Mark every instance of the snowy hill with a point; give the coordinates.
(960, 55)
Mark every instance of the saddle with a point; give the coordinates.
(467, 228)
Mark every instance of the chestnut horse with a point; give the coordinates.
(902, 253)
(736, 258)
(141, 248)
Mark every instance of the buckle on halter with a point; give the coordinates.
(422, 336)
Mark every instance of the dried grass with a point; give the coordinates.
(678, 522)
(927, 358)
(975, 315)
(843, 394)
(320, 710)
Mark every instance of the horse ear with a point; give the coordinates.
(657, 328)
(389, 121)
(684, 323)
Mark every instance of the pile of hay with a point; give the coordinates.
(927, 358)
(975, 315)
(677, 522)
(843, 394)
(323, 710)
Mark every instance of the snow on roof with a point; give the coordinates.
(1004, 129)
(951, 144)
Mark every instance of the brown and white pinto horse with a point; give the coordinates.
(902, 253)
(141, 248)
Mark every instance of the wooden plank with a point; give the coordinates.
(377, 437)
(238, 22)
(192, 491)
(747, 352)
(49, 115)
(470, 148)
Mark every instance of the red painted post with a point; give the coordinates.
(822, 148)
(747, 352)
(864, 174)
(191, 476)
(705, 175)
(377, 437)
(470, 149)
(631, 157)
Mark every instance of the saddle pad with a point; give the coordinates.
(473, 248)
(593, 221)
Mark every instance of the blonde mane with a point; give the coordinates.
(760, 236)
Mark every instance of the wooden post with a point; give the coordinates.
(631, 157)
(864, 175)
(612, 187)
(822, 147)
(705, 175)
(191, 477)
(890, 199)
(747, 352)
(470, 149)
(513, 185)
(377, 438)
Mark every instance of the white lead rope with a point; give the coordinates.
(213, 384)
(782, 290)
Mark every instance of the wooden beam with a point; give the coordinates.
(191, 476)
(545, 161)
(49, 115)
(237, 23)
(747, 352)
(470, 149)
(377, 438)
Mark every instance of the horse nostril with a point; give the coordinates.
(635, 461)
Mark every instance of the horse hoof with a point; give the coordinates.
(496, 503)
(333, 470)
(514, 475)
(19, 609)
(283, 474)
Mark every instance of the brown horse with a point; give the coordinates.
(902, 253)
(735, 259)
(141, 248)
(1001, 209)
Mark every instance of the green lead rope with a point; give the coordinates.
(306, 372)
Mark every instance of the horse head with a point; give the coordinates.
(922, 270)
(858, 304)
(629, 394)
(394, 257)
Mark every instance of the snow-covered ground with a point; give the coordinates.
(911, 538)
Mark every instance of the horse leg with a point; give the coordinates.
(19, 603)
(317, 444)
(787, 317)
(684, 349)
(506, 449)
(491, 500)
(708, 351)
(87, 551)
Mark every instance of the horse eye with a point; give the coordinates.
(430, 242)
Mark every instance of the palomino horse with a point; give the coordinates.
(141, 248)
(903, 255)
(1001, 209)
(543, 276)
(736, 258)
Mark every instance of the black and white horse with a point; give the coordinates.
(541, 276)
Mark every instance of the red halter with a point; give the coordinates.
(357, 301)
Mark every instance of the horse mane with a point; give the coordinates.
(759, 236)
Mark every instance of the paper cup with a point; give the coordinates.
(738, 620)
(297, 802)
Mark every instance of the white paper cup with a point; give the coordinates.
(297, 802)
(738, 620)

*****

ABOUT THIS TASK: Each line of the data must be set down again as it is.

ANSWER SECTION:
Mark every instance of the snowy hill with a point; give the coordinates.
(960, 55)
Mark every instance of the saddle with a point; give the coordinates.
(467, 228)
Mark every instance of the chestnut horse with a point; give the coordinates.
(902, 253)
(736, 258)
(141, 248)
Mark every instance of the buckle on halter with a point; give the coordinates.
(422, 336)
Mark every instance of the dried grass with a point; give the coordinates.
(678, 522)
(927, 358)
(975, 315)
(843, 394)
(320, 710)
Mark every instance of the horse ear with a point; give the coordinates.
(657, 328)
(389, 121)
(684, 323)
Mark every instance of the pile of hay with a point; give the coordinates.
(927, 358)
(975, 315)
(677, 522)
(843, 394)
(323, 710)
Mark every instance of the snow on roof with a point; give the coordinates.
(1004, 129)
(951, 144)
Mark every instance of the brown and white pinto horse with a point; give the coordinates.
(902, 253)
(141, 248)
Mark every instance of the wooden plank with a point; give the coordinates.
(377, 437)
(238, 22)
(192, 491)
(747, 352)
(49, 115)
(470, 148)
Mark every instance of the red painted post with a point; give the coordinates.
(822, 148)
(747, 352)
(864, 174)
(191, 476)
(705, 175)
(377, 437)
(470, 149)
(631, 157)
Mark every instance of the saddle pad with a point; give the coordinates.
(473, 248)
(593, 221)
Mark every instance of the blonde mane with a point; give the coordinates.
(760, 236)
Mark every instance of the wooden post with a point; give the coordinates.
(631, 157)
(864, 175)
(612, 187)
(822, 147)
(705, 175)
(191, 477)
(890, 199)
(747, 352)
(470, 149)
(513, 185)
(377, 438)
Mark every instance of the white lead rope with a point; give the coordinates.
(213, 384)
(782, 290)
Mark every instance of the wooden beam with a point; give the coordinates.
(191, 476)
(545, 161)
(49, 115)
(237, 23)
(747, 352)
(470, 149)
(377, 438)
Mark every instance of the horse nostril with a point; give the coordinates.
(635, 461)
Mark every instance of the horse hoof with a point; give the coordinates.
(496, 503)
(333, 470)
(514, 475)
(19, 609)
(283, 474)
Mark every instance of the brown horse with a point; give the coordinates.
(902, 253)
(735, 259)
(141, 248)
(1001, 209)
Mark every instance of the green lead rope with a point; give the coordinates.
(306, 372)
Mark every instance of the horse head with a point; give the coordinates.
(922, 270)
(858, 304)
(629, 394)
(394, 257)
Mark every instance of the snow-covered ground with a point; give the coordinates.
(911, 538)
Mark every instance of the horse leg with a point; give the coordinates.
(19, 603)
(317, 444)
(787, 317)
(684, 349)
(506, 449)
(491, 500)
(708, 351)
(87, 551)
Mark every instance of the horse eye with a point; give the coordinates.
(430, 242)
Mark every instance of the palomino horse with a point; give the coordinates.
(141, 248)
(903, 255)
(1001, 209)
(543, 276)
(736, 258)
Mark every instance of the black and white horse with a point; give the coordinates.
(541, 276)
Mark every instance of the red halter with a point; give the coordinates.
(357, 301)
Mark every instance of the horse mane with a point; give the coordinates.
(759, 236)
Mark every instance of the paper cup with a point; give the coordinates.
(738, 620)
(297, 802)
Mark every instance of the white paper cup with a point; give the coordinates.
(297, 802)
(738, 620)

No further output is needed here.